Supplied text:

A single PUI does not know whether it originated from the interstellar or inner source, i.e. once injected, its phase-space transport is solely determined by its mass, charge, and position in phase space. This means that, if we measure a single PUI at 1 au, we can only determine theses properties, especially its in situ position in phase space. But we cannot determine where and at what energy it has been injected, because of the unknown history of its phase-space transport prior to its detection. However, if we measure enough particles, a comparison of different PUI species can uncover differences in their phase-space distribution at 1 au that arise from different injection patterns.
There is ample evidence from previous studies that the five ions He+, C+, N+, O+, and Ne+ analysed in this study, actually originate from different sources. He+ and Ne+ probably originate predominantly from interstellar He and Ne, owing to the high FIP of their parent noble gas. Because carbon is believed to be almost fully ionized in the LIC, C+ is generally assumed to receive no contribution from interstellar carbon and is fully attributed to the inner source. The two remaining ions, N+ and O+, are likely to show a mixture of inner and interstellar source. Figure 9 shows the ecliptic longitude distributions of He+, C+, N+, O+, and Ne+ for a relative velocity range of 0.8 <wsw< 1.2 and perpendicular configurations of the local magnetic field vector. Interstellar signatures, like the focusing cone (shaded in blue) and crescent (shaded in red), which are signatures of interstellar species of low and high FIP respectively, are clearly resolved for He+, O+, and Ne+. As mentioned, nitrogen is rather difficult to identify with the mass-per-charge resolution provided by the instrument. This results not only in a poorly resolved torus signature (Fig. 6), but also in a poorly resolved interstellar crescent feature, which should be almost as intense as for O+ bering in mind their similar FIPs. Carbon shows a distribution that is consistent with an isotropic distribution around the Sun without significant count rate increases during periods of the focusing cone or crescent passage of the spacecraft. Thus we can rule out the possibility of a significant amount of interstellar carbon in this wsw range. The recent finding of the interstellar crescent of O+ (Drews et al. 2012) clearly shows a major contribution of interstellar oxygen in the higher wsw range, whereas a comparison of O+ and C+ (Berger et al. 2015) revealed a major contribution to the inner source for the lower wsw range of O+.

Tasks to carry out:
(1) Please rewrite the passage on pickup ions from "A single PUI does" up to and including "different injection patterns.", changing "PUI" to "pickup ion".
(2) According to the pickup ion text, why is C+ attributed entirely to the inner source? Answer in one to three sentences.

Data:
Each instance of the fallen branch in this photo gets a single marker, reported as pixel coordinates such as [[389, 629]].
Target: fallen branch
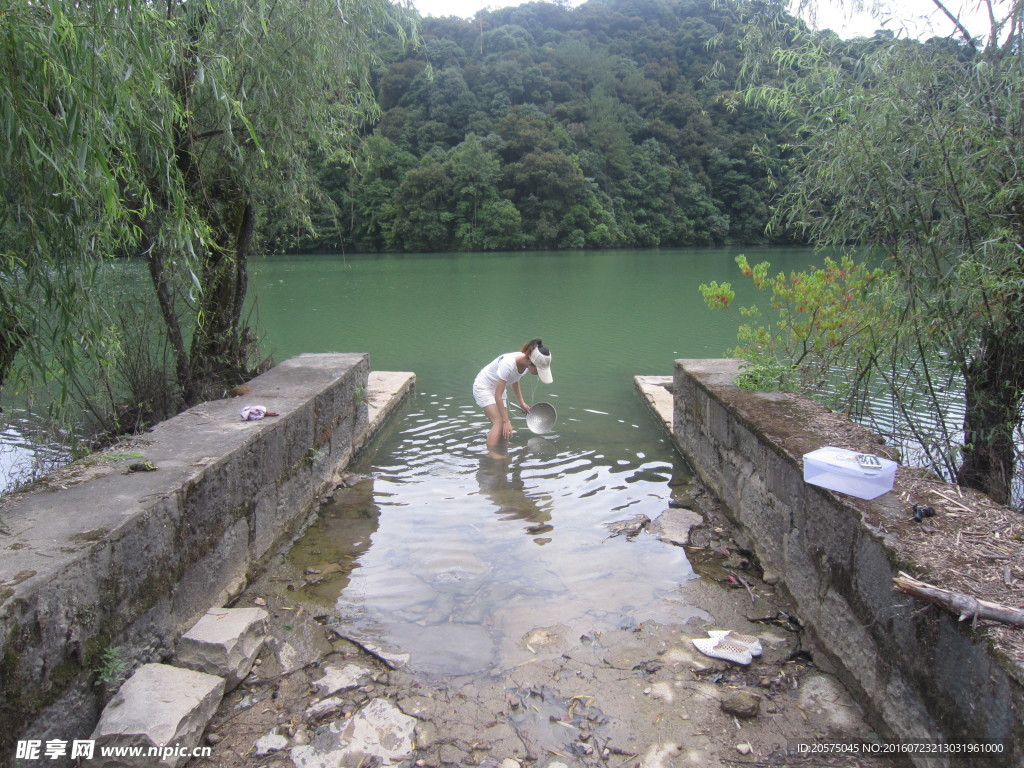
[[964, 605]]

Solutions to the problems:
(1)
A single pickup ion does not know whether it originated from the interstellar or inner source, i.e. once injected, its phase-space transport is solely determined by its mass, charge, and position in phase space. This means that, if we measure a single pickup ion at 1 au, we can only determine theses properties, especially its in situ position in phase space. But we cannot determine where and at what energy it has been injected, because of the unknown history of its phase-space transport prior to its detection. However, if we measure enough particles, a comparison of different pickup ion species can uncover differences in their phase-space distribution at 1 au that arise from different injection patterns.

(2) Carbon is believed to be almost fully ionized in the LIC. For that reason, C+ is assumed to receive no contribution from interstellar carbon and is fully attributed to the inner source.